= Beginning of Section =
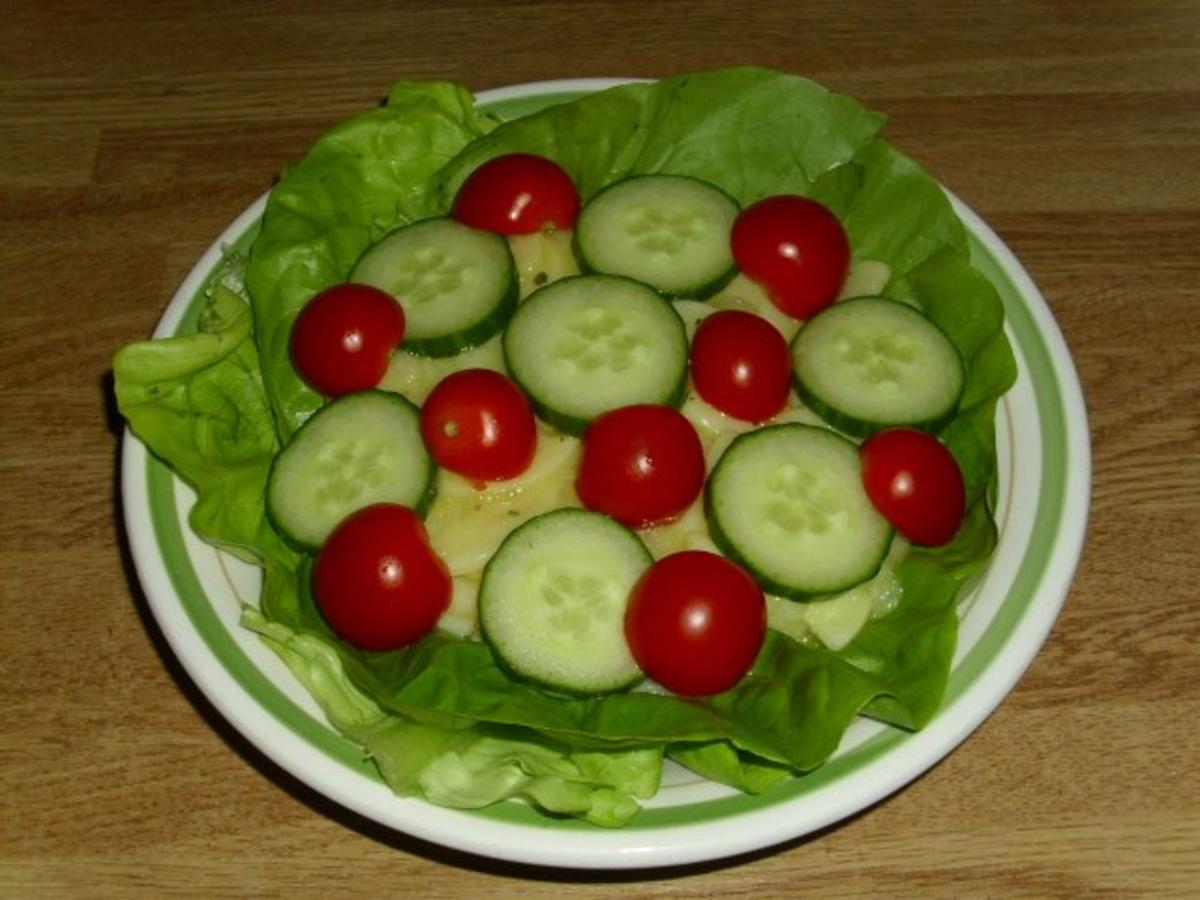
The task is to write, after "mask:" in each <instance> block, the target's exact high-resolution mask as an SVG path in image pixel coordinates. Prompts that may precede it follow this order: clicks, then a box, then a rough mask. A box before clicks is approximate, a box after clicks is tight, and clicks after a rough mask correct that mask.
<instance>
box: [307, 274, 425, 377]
mask: <svg viewBox="0 0 1200 900" xmlns="http://www.w3.org/2000/svg"><path fill="white" fill-rule="evenodd" d="M403 337H404V311H403V310H402V308H401V306H400V304H398V302H396V299H395V298H394V296H392V295H391V294H389V293H386V292H384V290H380V289H379V288H374V287H371V286H370V284H354V283H346V284H335V286H334V287H331V288H326V289H325V290H322V292H320V293H319V294H317V295H316V296H313V298H312V299H311V300H310V301H308V302H307V305H305V307H304V308H302V310H301V311H300V314H299V316H296V320H295V324H294V325H293V326H292V340H290V350H292V361H293V364H294V365H295V367H296V370H298V371H299V372H300V377H301V378H304V379H305V382H307V383H308V385H310V386H312V388H313V389H314V390H317V391H320V392H322V394H324V395H325V396H328V397H338V396H341V395H343V394H352V392H354V391H361V390H367V389H370V388H374V386H376V385H377V384H379V382H380V379H382V378H383V376H384V373H385V372H386V371H388V362H389V360H390V358H391V352H392V350H395V349H396V347H397V346H398V344H400V342H401V341H402V340H403Z"/></svg>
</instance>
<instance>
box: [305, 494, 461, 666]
mask: <svg viewBox="0 0 1200 900" xmlns="http://www.w3.org/2000/svg"><path fill="white" fill-rule="evenodd" d="M312 587H313V594H314V596H316V599H317V606H318V607H319V608H320V612H322V614H323V616H324V617H325V620H326V622H328V623H329V624H330V626H331V628H332V629H334V631H335V632H337V635H338V636H341V637H342V638H344V640H346V641H349V642H350V643H353V644H354V646H355V647H361V648H362V649H365V650H392V649H396V648H397V647H403V646H404V644H407V643H412V642H413V641H415V640H416V638H418V637H421V636H422V635H425V634H427V632H428V631H430V630H431V629H432V628H433V626H434V625H436V624H437V622H438V618H439V617H440V616H442V613H443V612H445V610H446V607H448V606H449V605H450V594H451V589H452V583H451V580H450V572H449V570H448V569H446V565H445V563H443V562H442V559H440V557H438V554H437V553H436V552H434V551H433V548H432V547H431V546H430V542H428V536H427V534H426V532H425V526H424V524H422V523H421V520H420V518H418V517H416V515H415V514H414V512H413V511H412V510H410V509H408V506H401V505H398V504H395V503H380V504H376V505H373V506H367V508H365V509H361V510H359V511H358V512H353V514H350V515H349V516H347V517H346V520H343V521H342V523H341V524H338V526H337V528H335V529H334V532H332V534H330V535H329V538H328V539H326V540H325V544H324V546H323V547H322V548H320V552H319V553H318V554H317V563H316V565H314V566H313V578H312Z"/></svg>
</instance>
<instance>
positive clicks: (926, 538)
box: [859, 428, 966, 546]
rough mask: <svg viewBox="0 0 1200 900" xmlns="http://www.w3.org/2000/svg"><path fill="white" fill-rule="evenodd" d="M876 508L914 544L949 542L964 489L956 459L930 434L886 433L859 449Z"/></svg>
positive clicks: (934, 543)
mask: <svg viewBox="0 0 1200 900" xmlns="http://www.w3.org/2000/svg"><path fill="white" fill-rule="evenodd" d="M859 452H860V454H862V457H863V485H864V486H865V488H866V496H868V497H870V498H871V503H874V504H875V508H876V509H877V510H878V511H880V512H882V514H883V516H884V517H886V518H887V520H888V521H889V522H890V523H892V524H893V526H895V527H896V529H898V530H899V532H900V534H902V535H904V536H905V538H907V539H908V540H911V541H914V542H916V544H925V545H930V546H936V545H940V544H946V542H947V541H949V540H950V539H952V538H953V536H954V534H955V532H958V530H959V526H960V524H961V523H962V514H964V510H965V506H966V488H965V486H964V484H962V472H961V469H959V463H958V461H956V460H955V458H954V455H953V454H952V452H950V451H949V450H947V449H946V445H944V444H942V442H940V440H938V439H937V438H935V437H934V436H932V434H929V433H926V432H923V431H917V430H916V428H888V430H887V431H881V432H878V433H876V434H874V436H872V437H870V438H868V439H866V442H864V443H863V445H862V448H859Z"/></svg>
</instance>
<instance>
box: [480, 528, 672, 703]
mask: <svg viewBox="0 0 1200 900" xmlns="http://www.w3.org/2000/svg"><path fill="white" fill-rule="evenodd" d="M652 562H653V560H652V557H650V553H649V551H647V550H646V546H644V545H643V544H642V541H641V540H640V539H638V538H637V535H636V534H634V533H632V532H631V530H629V529H628V528H625V527H624V526H622V524H618V523H617V522H614V521H613V520H611V518H608V517H607V516H604V515H601V514H599V512H592V511H588V510H580V509H560V510H554V511H553V512H547V514H545V515H542V516H538V517H536V518H532V520H529V521H528V522H526V523H524V524H523V526H521V527H520V528H517V529H516V530H515V532H512V533H511V534H510V535H509V536H508V538H506V539H505V540H504V542H503V544H502V545H500V548H499V550H497V551H496V556H493V557H492V559H491V562H488V564H487V568H486V569H484V580H482V583H481V584H480V589H479V618H480V626H481V630H482V634H484V638H485V640H486V641H487V643H488V644H490V646H491V647H492V650H493V652H494V653H496V655H497V658H498V659H499V660H500V661H502V662H503V664H504V665H505V666H508V667H509V668H510V670H512V671H514V672H515V673H517V674H518V676H521V677H523V678H527V679H529V680H533V682H536V683H538V684H541V685H545V686H547V688H551V689H554V690H560V691H566V692H571V694H606V692H610V691H617V690H622V689H624V688H629V686H630V685H632V684H634V683H636V682H638V680H640V679H641V677H642V674H641V670H638V667H637V664H636V662H635V661H634V658H632V654H631V653H630V650H629V644H628V643H626V642H625V607H626V605H628V602H629V594H630V592H631V590H632V588H634V584H635V583H636V582H637V580H638V578H640V577H641V576H642V574H643V572H644V571H646V570H647V569H648V568H649V565H650V563H652Z"/></svg>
= End of Section =
#### Problem description:
Set down the data above exactly as written. Omit the pictures.

#### Answer area:
The task is to write, after "mask:" in each <instance> block, the target's exact high-resolution mask as an SVG path in image pixel coordinates. Prompts that may precede it follow this order: clicks, then a box, then a rough mask. A box before clicks is approximate, a box after clicks is tight, and clicks after a rough mask correct that mask.
<instance>
box: [307, 274, 425, 377]
mask: <svg viewBox="0 0 1200 900" xmlns="http://www.w3.org/2000/svg"><path fill="white" fill-rule="evenodd" d="M403 337H404V311H403V310H402V308H401V306H400V304H398V302H396V299H395V298H394V296H392V295H391V294H389V293H386V292H384V290H380V289H379V288H374V287H371V286H370V284H354V283H346V284H335V286H334V287H331V288H326V289H325V290H322V292H320V293H319V294H317V295H316V296H313V298H312V299H311V300H310V301H308V302H307V305H305V307H304V308H302V310H301V311H300V314H299V316H296V320H295V324H294V325H293V326H292V340H290V350H292V361H293V364H294V365H295V367H296V370H298V371H299V372H300V377H301V378H304V379H305V382H307V383H308V385H310V386H312V388H313V389H314V390H317V391H320V392H322V394H324V395H325V396H328V397H338V396H341V395H343V394H352V392H354V391H361V390H367V389H370V388H374V386H376V385H377V384H379V382H380V379H382V378H383V376H384V373H385V372H386V371H388V362H389V360H390V358H391V352H392V350H395V349H396V347H397V346H398V344H400V342H401V341H402V340H403Z"/></svg>
</instance>
<instance>
box: [305, 494, 461, 666]
mask: <svg viewBox="0 0 1200 900" xmlns="http://www.w3.org/2000/svg"><path fill="white" fill-rule="evenodd" d="M312 587H313V594H314V596H316V599H317V606H318V607H319V608H320V612H322V614H323V616H324V617H325V620H326V622H328V623H329V624H330V626H331V628H332V629H334V631H335V632H337V635H338V636H341V637H342V638H344V640H346V641H349V642H350V643H353V644H354V646H355V647H361V648H362V649H365V650H392V649H396V648H397V647H403V646H404V644H407V643H412V642H413V641H415V640H416V638H418V637H421V636H422V635H425V634H427V632H428V631H430V630H431V629H432V628H433V626H434V625H436V624H437V622H438V618H439V617H440V616H442V613H443V612H445V610H446V607H448V606H449V605H450V594H451V589H452V583H451V580H450V572H449V570H448V569H446V565H445V563H443V562H442V559H440V557H438V554H437V553H436V552H434V551H433V548H432V547H431V546H430V542H428V536H427V534H426V532H425V526H424V524H422V523H421V520H420V518H418V517H416V515H415V514H414V512H413V511H412V510H410V509H408V506H401V505H398V504H395V503H380V504H376V505H373V506H367V508H365V509H361V510H359V511H358V512H353V514H350V515H349V516H347V517H346V520H343V521H342V523H341V524H338V526H337V528H335V529H334V532H332V534H330V535H329V538H328V539H326V540H325V544H324V546H323V547H322V548H320V552H319V553H318V554H317V563H316V565H314V566H313V578H312Z"/></svg>
</instance>
<instance>
positive clicks: (926, 538)
box: [859, 428, 966, 546]
rough mask: <svg viewBox="0 0 1200 900" xmlns="http://www.w3.org/2000/svg"><path fill="white" fill-rule="evenodd" d="M876 508L914 544L949 542L964 489L956 459L930 434L886 433L859 449Z"/></svg>
positive clicks: (934, 543)
mask: <svg viewBox="0 0 1200 900" xmlns="http://www.w3.org/2000/svg"><path fill="white" fill-rule="evenodd" d="M859 452H860V454H862V457H863V485H864V486H865V488H866V496H868V497H870V498H871V503H874V504H875V508H876V509H877V510H878V511H880V512H882V514H883V516H884V517H886V518H887V520H888V521H889V522H890V523H892V524H893V526H895V527H896V529H898V530H899V532H900V534H902V535H904V536H905V538H907V539H908V540H911V541H914V542H916V544H925V545H930V546H936V545H940V544H946V542H947V541H949V540H950V539H952V538H953V536H954V534H955V532H958V530H959V526H960V524H961V523H962V514H964V510H965V506H966V488H965V486H964V484H962V472H961V469H959V463H958V461H956V460H955V458H954V455H953V454H952V452H950V451H949V450H947V449H946V445H944V444H942V442H940V440H938V439H937V438H935V437H934V436H932V434H929V433H926V432H923V431H917V430H916V428H888V430H887V431H881V432H878V433H876V434H874V436H872V437H870V438H868V439H866V442H864V443H863V445H862V448H859Z"/></svg>
</instance>
<instance>
box: [480, 528, 672, 703]
mask: <svg viewBox="0 0 1200 900" xmlns="http://www.w3.org/2000/svg"><path fill="white" fill-rule="evenodd" d="M652 562H653V560H652V557H650V553H649V551H647V550H646V546H644V545H643V544H642V541H641V540H640V539H638V538H637V535H636V534H634V533H632V532H631V530H629V529H628V528H625V527H624V526H622V524H618V523H617V522H614V521H613V520H611V518H608V517H607V516H604V515H601V514H599V512H592V511H588V510H580V509H560V510H554V511H553V512H547V514H545V515H542V516H538V517H536V518H532V520H529V521H528V522H526V523H524V524H523V526H521V527H520V528H517V529H516V530H515V532H512V533H511V534H510V535H509V536H508V538H506V539H505V540H504V542H503V544H502V545H500V548H499V550H497V551H496V556H493V557H492V559H491V562H488V564H487V568H486V569H484V580H482V583H481V584H480V589H479V618H480V626H481V630H482V634H484V638H485V640H486V641H487V643H488V644H490V646H491V647H492V650H493V652H494V653H496V655H497V658H498V659H499V660H500V661H502V662H503V664H504V665H505V666H508V667H509V668H510V670H512V671H514V672H515V673H517V674H518V676H521V677H523V678H527V679H529V680H533V682H536V683H538V684H541V685H545V686H547V688H551V689H554V690H560V691H566V692H571V694H606V692H610V691H617V690H622V689H624V688H629V686H630V685H632V684H634V683H636V682H638V680H640V679H641V677H642V674H641V670H638V667H637V664H636V662H635V661H634V658H632V654H631V653H630V650H629V644H628V643H626V642H625V607H626V605H628V602H629V594H630V592H631V590H632V588H634V584H635V583H636V582H637V580H638V578H640V577H641V576H642V574H643V572H644V571H646V570H647V569H648V568H649V565H650V563H652Z"/></svg>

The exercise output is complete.